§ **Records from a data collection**
## Begin
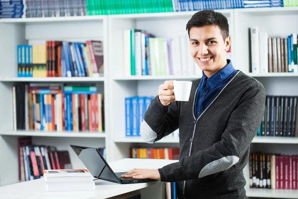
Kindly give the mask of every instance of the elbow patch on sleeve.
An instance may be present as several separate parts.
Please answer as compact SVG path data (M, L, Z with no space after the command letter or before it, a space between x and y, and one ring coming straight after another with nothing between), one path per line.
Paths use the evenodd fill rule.
M147 122L144 120L141 123L141 136L145 142L152 144L157 137L157 134L152 130Z
M226 170L237 163L238 161L239 161L238 157L229 156L211 162L202 169L199 174L199 178Z

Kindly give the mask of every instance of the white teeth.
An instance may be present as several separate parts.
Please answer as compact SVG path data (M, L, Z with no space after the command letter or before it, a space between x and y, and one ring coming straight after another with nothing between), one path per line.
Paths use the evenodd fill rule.
M210 59L211 59L211 57L208 57L208 58L206 58L206 59L200 58L200 59L201 60L201 61L203 61L203 62L207 61L209 60L210 60Z

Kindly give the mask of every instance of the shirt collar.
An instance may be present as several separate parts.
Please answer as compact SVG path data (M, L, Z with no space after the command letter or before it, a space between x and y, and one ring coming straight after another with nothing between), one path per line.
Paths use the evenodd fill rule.
M208 84L210 85L210 87L212 89L216 87L222 82L229 75L234 71L234 67L232 64L232 62L229 59L226 60L227 65L220 71L213 75L212 76L208 78ZM202 79L203 81L207 78L207 76L205 75L203 72Z

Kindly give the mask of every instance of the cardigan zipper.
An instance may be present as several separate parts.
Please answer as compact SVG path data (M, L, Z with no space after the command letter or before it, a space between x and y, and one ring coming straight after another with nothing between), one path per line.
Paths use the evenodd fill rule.
M224 86L224 88L223 88L223 89L222 89L222 90L221 91L221 92L220 92L220 93L217 96L217 97L214 99L214 100L213 100L212 101L211 101L211 103L210 103L210 104L209 104L209 105L208 106L207 106L207 108L205 108L205 109L203 111L203 112L201 114L201 115L200 115L200 116L199 116L199 117L198 117L197 119L196 119L196 117L195 116L195 114L194 113L194 108L195 108L195 102L196 101L196 97L197 97L197 93L198 92L198 89L199 88L199 86L198 87L198 88L197 89L197 91L196 91L196 94L194 96L194 103L193 103L193 115L194 116L194 118L195 119L195 120L194 121L194 123L195 124L195 126L194 127L194 131L193 132L193 135L191 139L191 143L190 143L190 147L189 148L189 154L188 154L188 156L190 156L190 154L191 152L191 147L192 146L192 143L193 143L193 141L194 140L194 137L195 136L195 132L196 130L196 126L197 125L197 123L198 122L198 120L199 120L199 119L200 119L200 118L201 117L201 116L202 116L202 115L203 115L203 114L206 111L206 110L209 107L209 106L210 106L210 105L211 105L211 104L213 103L213 102L214 101L215 101L215 100L218 98L218 97L220 96L220 95L221 95L221 94L222 93L222 92L223 92L223 91L224 91L224 90L225 88L225 87L226 87L226 86L227 86L227 85L228 85L230 83L230 82L231 82L235 78L235 77L236 77L236 76L237 76L237 75L238 75L238 74L240 72L240 71L238 71L238 72L237 72L237 73L236 73L236 74L235 75L235 76L234 76L234 77L232 78L232 79L231 80L230 80L227 84L226 85ZM200 86L200 84L199 85L199 86ZM184 193L185 193L185 183L186 183L186 181L184 181L184 182L183 183L183 196L184 196Z

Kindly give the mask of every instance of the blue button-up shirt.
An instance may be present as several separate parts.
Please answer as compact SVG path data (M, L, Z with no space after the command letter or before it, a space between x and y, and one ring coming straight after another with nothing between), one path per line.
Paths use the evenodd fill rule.
M195 104L195 113L197 117L209 105L237 72L233 67L232 62L228 59L226 61L228 64L209 78L203 72Z

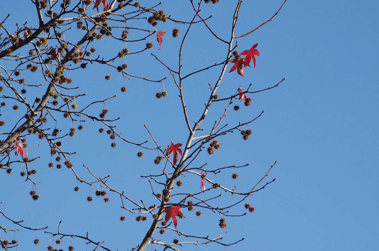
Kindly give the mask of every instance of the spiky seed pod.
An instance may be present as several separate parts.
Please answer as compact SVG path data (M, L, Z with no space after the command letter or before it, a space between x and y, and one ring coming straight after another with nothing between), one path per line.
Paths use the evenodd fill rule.
M162 98L162 93L160 92L157 92L155 93L155 98L157 99L160 99Z
M251 104L251 98L248 97L245 99L245 106L249 106Z
M147 49L151 49L153 48L153 43L150 42L147 42L146 43L146 48Z
M212 185L212 187L215 189L217 189L220 187L220 184L218 184L217 183L214 183Z
M172 37L177 37L179 35L179 29L174 28L172 29Z
M125 54L127 55L129 54L129 49L127 48L124 48L122 49L122 52Z
M129 35L129 31L127 29L124 29L122 31L122 33L121 33L121 37L123 38L124 39L126 39L128 38L128 36Z
M162 190L162 193L165 196L170 195L170 190L167 188L165 188Z
M155 12L155 13L158 13L158 12ZM154 17L154 16L152 16L149 17L148 19L147 19L147 22L149 22L149 23L150 23L153 26L155 26L155 25L154 25L153 24L154 23L155 23L156 24L157 23L157 22L155 22L155 17ZM156 24L155 25L157 25Z
M222 229L226 227L226 223L225 223L225 219L224 218L222 218L220 219L220 223L218 223L218 225Z
M162 156L158 155L154 159L154 163L156 165L158 165L160 163L163 159L163 157Z
M72 168L72 164L71 163L71 161L69 160L66 160L64 161L64 165L67 168Z

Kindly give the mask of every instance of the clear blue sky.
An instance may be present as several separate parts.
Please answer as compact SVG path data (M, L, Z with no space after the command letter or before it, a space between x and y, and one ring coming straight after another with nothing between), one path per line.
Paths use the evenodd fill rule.
M148 4L143 5L155 3L147 2ZM160 8L173 18L189 20L193 13L182 12L185 8L191 10L187 2L165 0ZM229 23L235 8L235 4L230 3L235 2L222 0L216 5L204 5L200 12L204 17L213 15L210 25L227 40L230 36ZM278 0L244 1L236 33L241 34L259 25L270 18L282 3ZM2 3L0 19L10 12L7 23L9 26L12 22L23 23L26 17L34 13L34 9L30 11L33 6L29 1L19 6L17 12L12 7L13 2ZM260 56L257 58L254 71L251 68L245 69L244 78L236 72L226 74L218 91L221 97L230 96L240 85L246 89L251 83L251 90L258 90L287 78L273 90L251 95L250 107L228 113L225 122L235 124L254 118L265 110L262 117L251 125L253 133L249 140L243 140L238 132L220 137L221 148L218 151L210 156L204 151L194 162L195 166L207 162L210 169L250 163L247 167L237 170L239 178L235 184L230 178L232 171L217 176L220 183L232 186L232 188L236 185L242 190L254 186L278 161L265 181L274 178L276 180L254 196L255 212L244 217L227 218L226 230L228 232L225 241L231 243L245 238L227 250L379 248L378 20L377 1L358 3L348 0L341 3L288 0L272 22L238 39L240 52L258 43L257 48ZM28 22L33 26L36 23L35 18ZM127 59L131 74L152 79L167 76L164 82L168 97L157 99L155 95L160 90L159 84L135 79L125 81L128 91L122 93L119 88L124 81L119 74L110 70L112 78L106 82L103 76L107 69L89 66L80 71L80 74L74 71L71 73L74 81L73 86L80 87L79 93L87 93L85 98L77 101L80 107L89 100L117 94L117 98L106 104L110 110L107 117L121 116L112 124L117 125L123 136L133 142L149 140L150 145L153 146L143 127L145 124L164 147L171 141L174 144L184 143L188 130L180 108L179 92L168 73L150 54L153 53L177 69L176 52L185 26L177 25L180 33L176 39L171 36L174 26L168 22L160 23L157 26L158 29L163 28L168 33L163 37L160 50L154 35L151 39L154 43L153 49ZM145 28L150 28L147 22ZM189 73L224 60L225 45L213 39L204 25L196 25L189 36L183 52L185 71ZM121 42L106 38L104 40L102 45L95 45L106 46L110 50L113 47L116 50L122 48ZM140 49L134 45L129 48L131 51ZM231 67L229 65L228 69ZM188 78L184 83L190 121L198 119L199 110L209 96L208 83L215 82L220 70L221 67L214 68ZM211 126L225 108L224 104L214 104L214 111L210 112L202 128ZM240 105L242 106L241 102ZM99 105L92 111L97 115L102 108L102 105ZM10 111L2 109L2 112L4 117ZM68 131L70 124L66 122L63 122L60 129ZM125 191L138 201L142 199L146 205L152 203L150 185L139 176L160 172L160 167L152 163L156 153L144 150L144 157L138 158L136 155L138 147L119 140L116 141L116 149L111 149L107 135L97 133L100 123L88 121L83 125L85 130L77 132L74 138L66 141L67 150L78 153L70 158L78 173L88 177L82 167L85 164L98 176L110 174L110 186ZM34 136L28 141L30 145L41 142ZM100 199L89 203L86 200L89 192L88 186L80 185L80 191L76 193L73 189L77 182L69 170L48 168L50 158L46 154L45 146L30 147L28 152L30 158L42 156L34 164L38 172L34 180L42 183L37 187L40 198L36 202L30 198L28 192L33 187L19 176L22 167L15 164L12 166L13 174L0 176L2 187L0 201L4 202L0 204L0 211L15 220L25 220L23 223L27 226L49 225L51 231L56 232L61 220L61 232L85 236L89 231L90 237L105 240L106 246L112 250L126 250L139 243L151 221L137 223L135 215L124 212L127 220L120 222L122 211L119 197L110 195L110 201L106 204ZM210 174L208 176L211 177ZM198 192L200 185L197 177L187 175L182 180L183 187L175 187L174 192L180 192L180 189ZM92 196L96 189L91 189ZM218 192L212 191L208 196ZM179 220L179 230L190 234L200 233L214 237L224 232L218 225L219 215L203 210L203 215L197 217L194 212L182 210L186 218ZM235 212L245 211L243 205ZM0 225L10 225L0 218ZM17 233L16 239L27 242L18 250L45 248L49 237L41 232L38 236L42 241L42 246L37 247L33 244L36 233L25 230ZM0 235L4 238L4 233ZM157 233L154 237L169 243L175 237L169 232L163 236ZM14 237L7 237L11 239ZM181 236L178 239L185 240ZM70 242L64 239L64 249ZM82 242L73 240L72 243L75 250L86 250ZM215 245L208 248L208 250L224 249ZM205 251L207 248L205 245L189 245L181 250ZM163 249L154 246L153 250L155 248Z

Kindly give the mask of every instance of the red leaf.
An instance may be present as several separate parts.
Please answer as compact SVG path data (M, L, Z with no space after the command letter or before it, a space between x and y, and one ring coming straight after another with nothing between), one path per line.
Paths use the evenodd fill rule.
M243 64L244 64L244 59L241 58L239 60L237 60L235 58L233 58L232 60L229 61L229 62L231 63L234 63L234 65L232 67L232 68L230 69L230 70L229 72L232 72L236 69L237 72L238 73L238 74L243 77L244 77L245 76L243 74L243 68L244 68L243 67Z
M170 220L170 218L172 218L172 222L174 223L174 225L175 226L175 228L176 228L176 225L178 223L176 216L179 216L179 215L182 214L180 209L180 206L179 205L167 207L164 208L164 212L166 213L164 220L168 222Z
M28 153L25 152L25 150L23 149L23 145L22 143L19 143L17 141L17 139L14 139L14 140L16 141L16 144L12 147L14 149L14 155L18 155L19 153L20 153L21 157L25 158L26 157L26 154Z
M200 173L200 175L201 175L203 173L203 170L201 170L201 172ZM200 176L201 177L201 176ZM200 187L201 189L202 187L203 188L203 193L205 191L205 184L204 184L204 181L205 180L205 179L203 179L202 178L200 178L200 183L201 184L201 186Z
M171 146L167 146L167 150L166 150L166 156L168 156L169 154L171 153L171 152L174 153L174 158L172 160L172 163L174 163L174 165L175 164L176 161L178 161L178 160L179 159L177 153L179 152L179 154L180 155L180 156L182 156L182 150L179 148L179 147L182 146L182 144L180 143L178 143L174 145L172 141L171 141Z
M248 66L250 67L250 65L249 64L250 63L250 60L251 59L253 60L253 64L254 64L254 68L255 67L255 58L254 56L259 56L259 52L258 50L255 49L255 47L258 46L258 44L256 43L255 44L253 45L253 46L250 48L249 50L244 51L241 53L241 55L246 55L246 57L244 59L244 64L245 65L245 67L246 66Z

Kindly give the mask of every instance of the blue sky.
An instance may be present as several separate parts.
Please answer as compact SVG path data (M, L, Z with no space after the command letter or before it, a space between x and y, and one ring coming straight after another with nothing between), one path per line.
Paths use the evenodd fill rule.
M11 13L7 21L10 26L16 22L23 23L26 17L34 13L29 11L32 6L27 2L17 10L18 14L12 10L11 2L4 3L0 13L5 17ZM210 26L221 37L229 39L235 1L220 2L204 5L200 14L203 17L213 15L208 21ZM147 2L144 5L155 3ZM163 2L160 9L173 18L189 20L193 15L186 1ZM282 3L277 0L268 3L244 1L236 33L245 33L260 25L272 16ZM228 234L225 241L232 243L245 237L244 241L228 247L227 250L376 250L379 248L378 11L379 3L373 0L359 3L348 0L342 4L288 0L272 22L238 39L240 52L258 43L260 56L257 58L254 71L245 68L244 78L236 72L226 73L217 92L220 97L233 94L240 85L244 90L251 83L251 90L258 90L274 85L284 77L286 79L272 90L251 94L250 107L243 107L240 102L240 111L229 112L225 123L232 125L255 118L265 110L250 125L253 133L249 140L244 141L238 132L228 133L218 139L221 145L219 150L210 156L204 151L193 163L196 167L208 163L209 169L249 163L248 167L237 170L239 178L235 182L230 177L233 170L217 176L221 184L232 188L235 185L243 191L254 186L278 161L264 181L274 178L276 181L254 197L255 212L243 217L226 218ZM33 18L28 25L36 24ZM145 24L145 28L150 28L147 22ZM161 87L159 84L135 79L125 80L128 91L122 93L119 88L124 81L116 71L109 70L112 78L107 82L103 79L108 72L106 68L89 65L78 74L74 71L70 73L74 79L72 84L80 87L79 93L87 93L84 98L78 99L80 107L90 101L117 95L106 103L110 110L107 117L121 117L112 125L117 125L123 136L133 142L149 140L149 146L153 147L143 126L146 124L163 147L171 141L184 144L188 130L179 92L166 70L150 55L152 53L173 69L177 68L176 52L185 26L177 25L180 33L179 37L174 39L170 34L174 26L168 22L160 23L157 26L167 33L163 37L160 50L158 50L153 36L153 49L126 59L129 72L133 75L157 79L168 76L164 81L167 97L155 98ZM214 39L204 25L194 25L188 36L182 62L185 72L190 73L224 60L227 48ZM139 46L143 47L144 42ZM107 38L95 45L106 52L114 48L119 50L123 46L121 42ZM131 43L129 48L136 51L139 47ZM189 77L183 84L190 121L198 119L199 111L209 97L208 83L216 81L221 70L221 67L214 67ZM201 127L204 129L219 118L226 104L218 102L212 105L213 110ZM99 105L91 111L97 115L102 108ZM11 112L2 109L3 118L8 116L10 119L16 114ZM70 123L60 122L60 129L68 131ZM74 126L77 127L77 124ZM86 164L97 176L110 174L108 184L116 190L125 191L137 201L156 203L149 193L147 180L140 177L160 171L163 164L157 167L152 163L156 152L144 150L144 157L138 158L138 147L119 140L115 141L117 147L111 149L107 136L97 133L99 123L88 121L83 124L85 130L77 132L66 143L67 151L78 152L70 160L79 175L89 178L82 167ZM42 142L33 136L28 140L30 145ZM99 198L88 202L86 198L89 188L81 184L80 191L75 193L73 188L77 182L69 170L47 167L50 158L43 144L28 149L30 158L42 156L33 164L38 172L34 180L41 182L37 187L40 199L36 202L30 198L28 193L33 187L19 176L22 166L15 164L13 174L0 176L3 187L0 201L4 202L0 204L0 211L15 220L24 220L23 223L29 226L49 225L49 231L56 231L61 220L61 232L85 236L89 231L90 237L105 240L106 246L112 250L130 249L139 244L151 221L137 223L135 215L124 212L127 220L120 222L122 211L119 198L114 195L110 195L110 201L106 204ZM210 174L208 177L214 178ZM175 187L175 192L180 189L199 192L197 177L188 175L182 180L184 185L180 188ZM93 195L96 186L92 186L95 187L91 189ZM154 188L158 188L156 186ZM210 191L202 198L211 197L219 192ZM226 195L221 205L235 199ZM213 237L224 232L218 225L218 215L203 210L198 217L194 212L182 210L186 218L179 221L179 230ZM242 205L234 212L246 211ZM4 218L0 225L10 226ZM50 236L43 232L40 231L38 236L42 242L40 246L45 248ZM0 235L5 237L4 233ZM154 237L170 243L175 236L168 231ZM11 239L14 236L7 237ZM177 237L181 241L185 240ZM41 250L41 246L33 244L35 232L22 230L15 238L23 242L19 250ZM86 248L83 242L67 238L63 240L64 249L71 241L78 250ZM208 248L224 249L213 245ZM160 246L153 248L163 249ZM190 245L180 250L207 248L205 245Z

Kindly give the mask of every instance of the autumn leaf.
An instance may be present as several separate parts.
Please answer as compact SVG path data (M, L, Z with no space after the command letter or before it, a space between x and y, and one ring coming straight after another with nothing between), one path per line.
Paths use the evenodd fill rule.
M254 68L255 67L255 56L259 56L259 52L257 50L255 49L255 48L258 46L258 43L256 43L253 45L253 46L250 48L250 50L248 51L247 50L244 51L241 53L241 55L246 55L246 57L245 57L244 61L244 64L245 65L245 67L246 66L250 67L249 64L250 63L250 61L251 59L253 60Z
M95 2L95 6L94 6L92 9L99 6L100 4L100 2L102 2L103 5L104 5L104 11L106 11L108 10L108 2L106 2L106 0L96 0L96 2Z
M232 68L230 69L230 70L229 72L233 71L236 69L237 72L238 73L238 74L243 77L244 77L245 76L243 74L243 68L244 68L243 67L243 65L244 64L244 59L241 58L239 60L237 60L235 58L233 58L232 60L229 61L229 62L231 63L234 63L234 65L232 67Z
M179 147L182 146L182 144L180 143L178 143L174 145L172 141L171 141L171 146L167 146L167 150L166 150L166 156L168 156L169 154L171 153L172 152L173 153L174 158L172 160L172 163L174 163L174 165L175 164L176 162L178 161L178 160L179 159L179 157L178 156L178 152L180 155L180 156L182 156L182 150Z
M238 93L240 94L240 101L242 101L244 99L246 99L246 95L245 95L244 93L242 93L242 88L241 88L241 85L240 87L238 88Z
M205 191L205 184L204 183L204 181L205 180L205 179L203 179L202 176L201 176L203 173L203 170L201 170L201 172L200 173L200 183L201 184L201 186L200 187L200 188L201 189L202 187L203 188L203 193Z
M172 218L172 222L174 223L174 225L175 226L175 228L176 228L176 225L178 223L176 216L179 216L180 215L182 214L180 209L180 206L179 205L174 206L167 207L164 208L164 212L166 213L164 220L166 222L168 221L170 218Z
M14 149L14 155L18 155L19 153L20 153L21 157L25 158L26 157L26 154L28 153L25 152L23 149L23 145L22 143L19 143L17 141L17 139L14 139L14 140L16 141L16 144L12 147Z

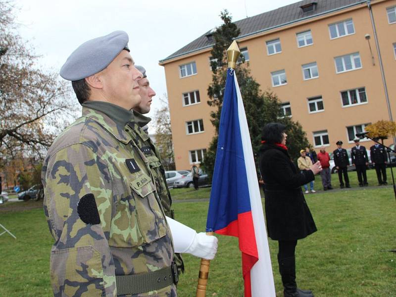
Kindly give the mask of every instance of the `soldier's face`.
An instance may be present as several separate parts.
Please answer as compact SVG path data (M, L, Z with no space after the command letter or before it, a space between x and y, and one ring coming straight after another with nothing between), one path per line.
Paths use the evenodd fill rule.
M122 50L100 73L106 99L126 109L138 106L142 100L138 81L143 75L135 67L127 50Z
M150 87L150 82L147 77L140 79L138 82L139 85L139 94L142 98L142 101L134 109L140 112L142 114L145 114L150 111L152 98L155 96L155 92Z

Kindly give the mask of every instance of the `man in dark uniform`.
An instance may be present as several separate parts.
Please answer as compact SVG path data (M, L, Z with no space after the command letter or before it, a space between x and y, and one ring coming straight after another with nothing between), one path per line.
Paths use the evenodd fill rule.
M386 170L388 157L386 149L383 146L375 144L370 148L370 156L371 156L371 162L374 165L375 171L377 173L378 185L388 185ZM382 177L381 173L382 174Z
M367 166L368 165L368 156L366 148L360 145L360 140L355 138L355 146L351 150L351 158L352 165L354 165L356 167L356 172L357 173L357 179L359 181L359 186L366 187L367 183L367 176L366 175ZM363 177L363 178L362 178Z
M340 187L344 188L344 181L343 181L343 174L344 179L345 180L345 186L350 188L349 186L349 179L348 177L348 171L347 168L349 164L349 159L348 154L345 148L343 148L343 142L339 140L336 143L338 148L335 149L333 153L334 154L334 164L336 169L338 172L338 178L340 180Z

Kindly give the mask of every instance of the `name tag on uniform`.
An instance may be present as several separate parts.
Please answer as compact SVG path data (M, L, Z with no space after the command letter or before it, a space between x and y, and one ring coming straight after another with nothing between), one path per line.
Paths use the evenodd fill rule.
M140 148L140 150L143 151L145 154L151 154L151 148L149 147L142 147Z
M131 173L140 171L140 168L138 166L138 164L135 159L127 159L125 160L125 163L126 163L128 169L129 169Z

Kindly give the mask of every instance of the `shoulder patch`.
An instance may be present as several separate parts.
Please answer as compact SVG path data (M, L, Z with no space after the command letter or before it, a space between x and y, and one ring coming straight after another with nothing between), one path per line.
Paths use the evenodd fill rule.
M125 160L125 163L126 163L128 169L129 169L131 173L140 171L140 168L138 166L138 163L136 163L135 159L127 159Z
M77 213L81 220L88 225L100 223L94 194L87 194L81 197L77 205Z

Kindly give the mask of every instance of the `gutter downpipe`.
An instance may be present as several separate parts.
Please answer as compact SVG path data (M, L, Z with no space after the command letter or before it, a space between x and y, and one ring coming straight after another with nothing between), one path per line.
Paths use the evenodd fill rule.
M370 13L370 18L371 19L371 25L373 27L373 32L374 35L374 41L375 41L375 47L377 48L377 53L378 54L378 60L380 63L380 69L381 70L381 75L382 77L382 83L384 85L384 90L385 92L385 99L387 101L387 107L388 107L388 113L389 115L389 119L393 122L393 117L392 116L392 111L391 109L391 103L389 102L389 96L388 94L388 87L387 87L387 82L385 79L385 72L384 71L384 65L382 64L382 58L381 56L381 51L380 50L380 44L378 42L378 38L377 36L377 30L375 27L375 23L374 22L374 17L373 15L373 11L371 9L371 0L367 0L367 7ZM396 143L396 138L395 135L393 136L393 143Z

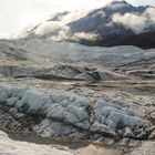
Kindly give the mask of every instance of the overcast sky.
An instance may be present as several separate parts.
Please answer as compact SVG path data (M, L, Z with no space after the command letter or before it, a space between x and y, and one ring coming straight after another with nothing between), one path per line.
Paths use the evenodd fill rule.
M112 0L0 0L0 34L43 21L52 12L103 7ZM155 6L155 0L127 0Z

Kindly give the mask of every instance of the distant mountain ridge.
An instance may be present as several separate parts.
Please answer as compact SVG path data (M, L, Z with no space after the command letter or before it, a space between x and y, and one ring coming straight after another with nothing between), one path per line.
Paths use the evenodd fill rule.
M155 8L134 7L126 1L113 1L74 18L72 12L60 12L30 30L24 40L75 41L86 45L137 45L155 48ZM142 42L141 35L147 40ZM133 39L132 39L133 38Z

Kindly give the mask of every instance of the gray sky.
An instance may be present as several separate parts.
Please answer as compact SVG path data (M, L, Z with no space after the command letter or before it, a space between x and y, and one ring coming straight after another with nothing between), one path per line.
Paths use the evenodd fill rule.
M55 11L93 9L112 0L0 0L0 35L48 19ZM134 6L155 6L155 0L127 0Z

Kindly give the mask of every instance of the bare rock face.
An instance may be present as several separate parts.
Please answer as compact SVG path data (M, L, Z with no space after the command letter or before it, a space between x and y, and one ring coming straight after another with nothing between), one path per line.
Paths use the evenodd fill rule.
M154 155L155 142L145 142L141 147L133 151L131 155Z

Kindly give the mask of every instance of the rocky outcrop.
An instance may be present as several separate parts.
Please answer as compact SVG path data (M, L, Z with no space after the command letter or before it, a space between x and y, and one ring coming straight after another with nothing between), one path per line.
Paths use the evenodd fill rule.
M10 131L13 130L11 126L16 126L14 132L33 132L51 138L147 140L154 125L140 114L141 108L134 103L127 104L111 97L90 103L84 97L63 91L0 86L3 117L0 127ZM143 110L147 112L145 106Z

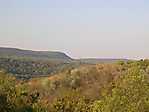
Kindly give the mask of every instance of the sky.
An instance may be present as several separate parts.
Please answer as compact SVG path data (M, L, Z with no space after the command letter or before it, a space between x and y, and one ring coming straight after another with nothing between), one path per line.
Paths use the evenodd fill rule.
M0 0L0 46L149 58L149 0Z

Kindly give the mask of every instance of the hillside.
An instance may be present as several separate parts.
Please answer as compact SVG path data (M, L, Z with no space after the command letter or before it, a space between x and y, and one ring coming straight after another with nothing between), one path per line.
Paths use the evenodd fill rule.
M0 57L10 58L28 58L33 60L46 60L46 61L71 61L72 59L62 52L53 51L32 51L21 50L16 48L3 48L0 47Z
M81 65L115 63L125 59L72 59L62 52L32 51L0 47L0 68L19 79L59 73Z
M117 61L128 61L128 59L112 59L112 58L84 58L79 59L82 63L98 64L98 63L115 63Z

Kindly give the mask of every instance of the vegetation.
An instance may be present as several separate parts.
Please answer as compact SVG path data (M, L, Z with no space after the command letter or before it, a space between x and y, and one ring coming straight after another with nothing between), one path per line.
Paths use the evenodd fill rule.
M149 60L18 80L0 71L1 112L149 112Z

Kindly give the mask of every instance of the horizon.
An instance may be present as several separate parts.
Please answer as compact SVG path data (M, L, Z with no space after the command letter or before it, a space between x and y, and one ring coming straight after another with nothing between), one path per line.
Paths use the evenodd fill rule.
M148 0L0 1L0 46L72 58L149 58Z
M72 58L72 59L126 59L126 60L140 60L140 59L149 59L149 58L122 58L122 57L118 57L118 58L113 58L113 57L81 57L81 58L75 58L75 57L73 57L71 54L68 54L68 53L66 53L66 52L63 52L63 51L55 51L55 50L33 50L33 49L25 49L25 48L18 48L18 47L8 47L8 46L0 46L0 48L10 48L10 49L17 49L17 50L23 50L23 51L45 51L45 52L59 52L59 53L64 53L65 55L67 55L68 57L70 57L70 58Z

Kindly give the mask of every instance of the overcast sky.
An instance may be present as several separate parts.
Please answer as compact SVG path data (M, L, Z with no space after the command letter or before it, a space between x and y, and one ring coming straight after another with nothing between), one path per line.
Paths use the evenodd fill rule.
M0 0L0 46L149 58L149 0Z

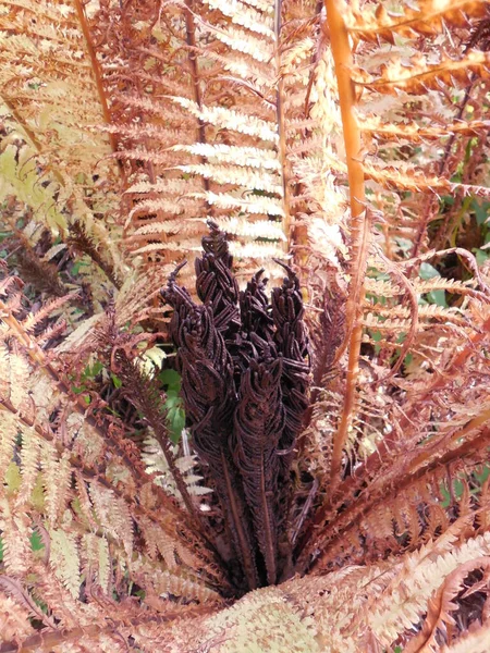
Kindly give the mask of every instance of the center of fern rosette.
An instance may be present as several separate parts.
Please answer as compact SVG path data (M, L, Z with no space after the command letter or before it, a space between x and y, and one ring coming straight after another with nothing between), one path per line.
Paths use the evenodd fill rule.
M299 282L287 266L281 287L266 294L259 270L245 291L232 272L224 234L210 222L196 260L201 304L177 285L162 291L173 307L187 424L213 481L243 589L277 583L291 565L290 468L307 408L308 338Z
## End
§ **Task to carry out**
Render the lines of the records as a Markdown table with the columns "Row" and "Line," omitting blank lines. Start at the line containing "Kindly give the mask of every instance of the horizon." and stop after the line containing "M148 0L0 1L0 46L72 58L149 58Z".

§ **Answer to the exercise**
| Row | Line |
|---|---|
| 1 | Kindly give the mask of every instance of the horizon. |
| 2 | An instance may be present as several separate parts. |
| 3 | Please answer as compact SVG path data (M, L, Z with no space after the command letter or before it, a space between x and y, and one ring coming straight after another with nothing between), one path per line. |
| 4 | Paths use the evenodd fill rule. |
| 5 | M148 0L0 1L0 46L72 58L149 58Z |